→ Text block:
Hi Todd,

I changed the key to be what you suggested, and I can’t tell the difference 
since it was already fast. But, I did get more numbers.

> 104M rows in Kudu table
- read: 8s
- count: 16s
- aggregate: 9s

The time to read took much longer from 0.2s to 8s, counts were the same 16s, 
and aggregate queries look longer from 6s to 9s.

I’m still impressed.

Cheers,
Ben 

> On Jun 15, 2016, at 12:47 AM, Todd Lipcon <t...@cloudera.com> wrote:
> 
> Hi Benjamin,
> 
> What workload are you using for benchmarks? Using spark or something more 
> custom? rdd or data frame or SQL, etc? Maybe you can share the schema and 
> some queries
> 
> Todd
> 
> Todd
> 
> On Jun 15, 2016 8:10 AM, "Benjamin Kim" <bbuil...@gmail.com 
> <mailto:bbuil...@gmail.com>> wrote:
> Hi Todd,
> 
> Now that Kudu 0.9.0 is out. I have done some tests. Already, I am impressed. 
> Compared to HBase, read and write performance are better. Write performance 
> has the greatest improvement (> 4x), while read is > 1.5x. Albeit, these are 
> only preliminary tests. Do you know of a way to really do some conclusive 
> tests? I want to see if I can match your results on my 50 node cluster.
> 
> Thanks,
> Ben
> 
>> On May 30, 2016, at 10:33 AM, Todd Lipcon <t...@cloudera.com 
>> <mailto:t...@cloudera.com>> wrote:
>> 
>> On Sat, May 28, 2016 at 7:12 AM, Benjamin Kim <bbuil...@gmail.com 
>> <mailto:bbuil...@gmail.com>> wrote:
>> Todd,
>> 
>> It sounds like Kudu can possibly top or match those numbers put out by 
>> Aerospike. Do you have any performance statistics published or any 
>> instructions as to measure them myself as good way to test? In addition, 
>> this will be a test using Spark, so should I wait for Kudu version 0.9.0 
>> where support will be built in?
>> 
>> We don't have a lot of benchmarks published yet, especially on the write 
>> side. I've found that thorough cross-system benchmarks are very difficult to 
>> do fairly and accurately, and often times users end up misguided if they pay 
>> too much attention to them :) So, given a finite number of developers 
>> working on Kudu, I think we've tended to spend more time on the project 
>> itself and less time focusing on "competition". I'm sure there are use cases 
>> where Kudu will beat out Aerospike, and probably use cases where Aerospike 
>> will beat Kudu as well.
>> 
>> From my perspective, it would be great if you can share some details of your 
>> workload, especially if there are some areas you're finding Kudu lacking. 
>> Maybe we can spot some easy code changes we could make to improve 
>> performance, or suggest a tuning variable you could change.

→ Problem:
Update the Kudu benchmark email from the words "I changed the" through "I’m still impressed." by changing every "aggregate" to "aggregation", and write out that revised stretch in full.

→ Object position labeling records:

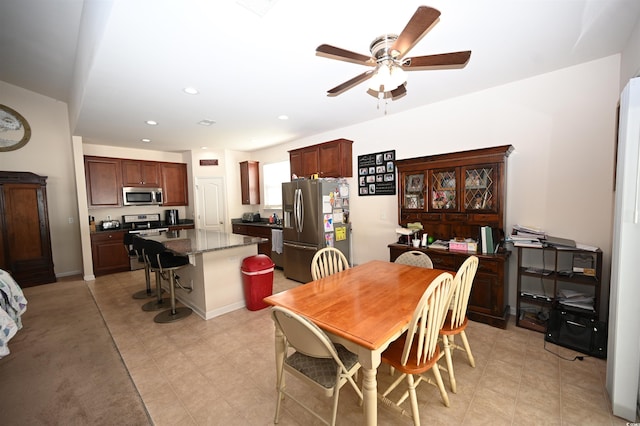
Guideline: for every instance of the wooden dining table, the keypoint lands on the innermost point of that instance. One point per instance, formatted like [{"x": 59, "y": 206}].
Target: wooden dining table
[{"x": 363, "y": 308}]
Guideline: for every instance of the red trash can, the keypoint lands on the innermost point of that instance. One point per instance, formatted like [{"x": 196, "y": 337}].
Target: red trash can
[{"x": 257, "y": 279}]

...

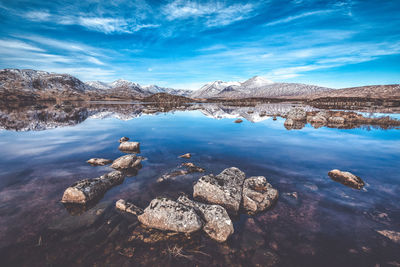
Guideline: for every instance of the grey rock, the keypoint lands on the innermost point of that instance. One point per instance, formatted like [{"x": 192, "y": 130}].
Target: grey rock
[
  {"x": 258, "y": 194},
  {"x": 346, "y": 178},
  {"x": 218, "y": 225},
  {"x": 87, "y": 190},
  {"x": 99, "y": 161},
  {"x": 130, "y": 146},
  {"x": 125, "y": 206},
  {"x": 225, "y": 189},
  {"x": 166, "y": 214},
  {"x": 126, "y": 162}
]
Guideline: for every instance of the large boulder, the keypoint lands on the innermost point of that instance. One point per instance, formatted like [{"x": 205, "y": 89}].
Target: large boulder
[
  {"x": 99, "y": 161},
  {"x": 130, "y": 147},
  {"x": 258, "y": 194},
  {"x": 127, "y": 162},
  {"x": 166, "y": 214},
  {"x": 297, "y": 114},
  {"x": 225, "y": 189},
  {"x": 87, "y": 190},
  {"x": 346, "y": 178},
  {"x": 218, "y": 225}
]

→ The output:
I changed the key to be what you suggested, and I can’t tell the difference 
since it was already fast. But, I did get more numbers.

> 104M rows in Kudu table
- read: 8s
- count: 16s
- aggregation: 9s

The time to read took much longer from 0.2s to 8s, counts were the same 16s, 
and aggregation queries look longer from 6s to 9s.

I’m still impressed.